#### Data masukan:
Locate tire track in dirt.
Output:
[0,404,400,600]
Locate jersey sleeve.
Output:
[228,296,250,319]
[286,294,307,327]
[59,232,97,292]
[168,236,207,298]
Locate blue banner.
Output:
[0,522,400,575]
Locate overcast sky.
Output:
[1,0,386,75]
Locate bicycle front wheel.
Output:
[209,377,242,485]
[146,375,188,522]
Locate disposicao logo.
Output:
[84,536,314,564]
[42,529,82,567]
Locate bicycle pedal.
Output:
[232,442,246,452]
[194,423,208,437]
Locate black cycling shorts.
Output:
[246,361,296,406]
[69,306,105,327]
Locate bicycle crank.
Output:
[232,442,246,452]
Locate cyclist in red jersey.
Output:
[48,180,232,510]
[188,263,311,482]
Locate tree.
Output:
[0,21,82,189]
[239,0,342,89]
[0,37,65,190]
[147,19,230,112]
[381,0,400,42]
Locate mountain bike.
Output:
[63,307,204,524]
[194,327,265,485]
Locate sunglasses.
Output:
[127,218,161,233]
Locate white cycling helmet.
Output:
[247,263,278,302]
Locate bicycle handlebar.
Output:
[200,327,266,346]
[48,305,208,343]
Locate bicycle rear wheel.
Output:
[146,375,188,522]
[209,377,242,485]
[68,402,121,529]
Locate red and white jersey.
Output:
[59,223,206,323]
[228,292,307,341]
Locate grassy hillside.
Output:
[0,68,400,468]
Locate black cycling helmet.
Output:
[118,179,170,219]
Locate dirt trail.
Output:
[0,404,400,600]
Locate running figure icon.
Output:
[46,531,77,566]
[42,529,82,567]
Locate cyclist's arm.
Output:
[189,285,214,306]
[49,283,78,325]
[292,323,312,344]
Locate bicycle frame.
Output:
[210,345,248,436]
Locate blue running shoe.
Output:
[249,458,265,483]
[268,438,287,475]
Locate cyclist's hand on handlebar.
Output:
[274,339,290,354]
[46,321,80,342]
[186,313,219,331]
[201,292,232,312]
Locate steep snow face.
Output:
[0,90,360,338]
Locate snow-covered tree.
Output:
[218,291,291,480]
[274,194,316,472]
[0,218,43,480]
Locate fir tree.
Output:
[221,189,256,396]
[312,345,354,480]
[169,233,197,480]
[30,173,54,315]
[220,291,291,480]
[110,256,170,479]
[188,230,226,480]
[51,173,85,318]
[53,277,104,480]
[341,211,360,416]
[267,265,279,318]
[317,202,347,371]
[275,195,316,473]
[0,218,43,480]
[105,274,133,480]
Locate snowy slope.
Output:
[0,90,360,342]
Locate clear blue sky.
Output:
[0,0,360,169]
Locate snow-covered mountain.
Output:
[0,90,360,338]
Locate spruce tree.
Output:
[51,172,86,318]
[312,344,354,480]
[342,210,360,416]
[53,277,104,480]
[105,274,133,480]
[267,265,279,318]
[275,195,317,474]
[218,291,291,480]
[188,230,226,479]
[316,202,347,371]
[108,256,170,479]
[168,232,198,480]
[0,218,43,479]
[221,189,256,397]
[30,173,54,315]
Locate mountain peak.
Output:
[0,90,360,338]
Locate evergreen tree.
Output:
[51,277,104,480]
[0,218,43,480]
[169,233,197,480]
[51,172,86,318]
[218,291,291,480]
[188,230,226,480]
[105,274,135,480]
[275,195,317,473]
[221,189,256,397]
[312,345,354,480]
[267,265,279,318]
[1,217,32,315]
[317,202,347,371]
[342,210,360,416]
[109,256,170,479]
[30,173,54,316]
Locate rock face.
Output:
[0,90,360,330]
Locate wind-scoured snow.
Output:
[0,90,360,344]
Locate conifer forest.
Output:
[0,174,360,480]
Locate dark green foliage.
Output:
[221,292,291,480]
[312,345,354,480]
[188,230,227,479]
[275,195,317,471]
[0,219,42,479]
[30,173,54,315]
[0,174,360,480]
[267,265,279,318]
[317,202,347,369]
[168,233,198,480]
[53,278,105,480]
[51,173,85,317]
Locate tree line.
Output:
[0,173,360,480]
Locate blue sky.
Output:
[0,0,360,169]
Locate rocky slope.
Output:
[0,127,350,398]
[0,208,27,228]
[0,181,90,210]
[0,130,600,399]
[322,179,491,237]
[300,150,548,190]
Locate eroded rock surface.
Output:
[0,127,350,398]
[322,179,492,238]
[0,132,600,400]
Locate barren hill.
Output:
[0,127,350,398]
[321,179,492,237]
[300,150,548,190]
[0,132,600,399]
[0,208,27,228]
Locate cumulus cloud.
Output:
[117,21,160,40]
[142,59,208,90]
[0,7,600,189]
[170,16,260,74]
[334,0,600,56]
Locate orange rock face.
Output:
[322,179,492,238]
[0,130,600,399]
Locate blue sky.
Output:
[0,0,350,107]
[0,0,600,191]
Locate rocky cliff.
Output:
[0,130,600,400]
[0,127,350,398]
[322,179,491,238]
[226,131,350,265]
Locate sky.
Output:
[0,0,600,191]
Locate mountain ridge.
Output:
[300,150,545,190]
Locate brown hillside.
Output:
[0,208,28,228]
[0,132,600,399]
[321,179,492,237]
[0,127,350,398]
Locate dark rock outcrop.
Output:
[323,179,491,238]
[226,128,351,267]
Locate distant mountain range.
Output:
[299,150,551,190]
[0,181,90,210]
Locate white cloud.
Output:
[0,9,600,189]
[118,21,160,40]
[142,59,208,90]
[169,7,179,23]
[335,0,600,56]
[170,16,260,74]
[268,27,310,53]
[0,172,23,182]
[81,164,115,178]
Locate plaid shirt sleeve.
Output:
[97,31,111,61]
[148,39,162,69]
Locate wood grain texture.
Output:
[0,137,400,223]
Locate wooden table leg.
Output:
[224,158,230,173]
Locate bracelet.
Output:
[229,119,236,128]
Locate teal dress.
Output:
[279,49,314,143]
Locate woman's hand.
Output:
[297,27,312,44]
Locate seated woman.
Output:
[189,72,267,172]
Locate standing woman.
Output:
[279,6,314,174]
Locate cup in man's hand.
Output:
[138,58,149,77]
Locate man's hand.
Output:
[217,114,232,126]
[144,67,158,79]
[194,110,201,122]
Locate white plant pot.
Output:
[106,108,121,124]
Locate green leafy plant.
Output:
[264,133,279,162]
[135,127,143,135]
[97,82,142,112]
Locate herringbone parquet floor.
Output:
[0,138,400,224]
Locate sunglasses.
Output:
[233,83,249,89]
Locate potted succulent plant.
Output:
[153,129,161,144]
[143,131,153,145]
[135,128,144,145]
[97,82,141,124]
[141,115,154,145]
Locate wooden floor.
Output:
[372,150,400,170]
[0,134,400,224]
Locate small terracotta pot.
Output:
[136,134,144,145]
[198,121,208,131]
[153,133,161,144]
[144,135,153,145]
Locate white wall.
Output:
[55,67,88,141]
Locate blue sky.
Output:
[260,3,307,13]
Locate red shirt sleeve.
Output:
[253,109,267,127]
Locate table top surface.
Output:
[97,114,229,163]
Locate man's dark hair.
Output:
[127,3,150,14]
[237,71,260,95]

#### Latihan singkat:
Hitung baris di atas yang memuat kata "wheel", dengan huruf besar dan kecil dibedakan. Jawab dengan angkanya saja.

#### Jawaban soal ini:
2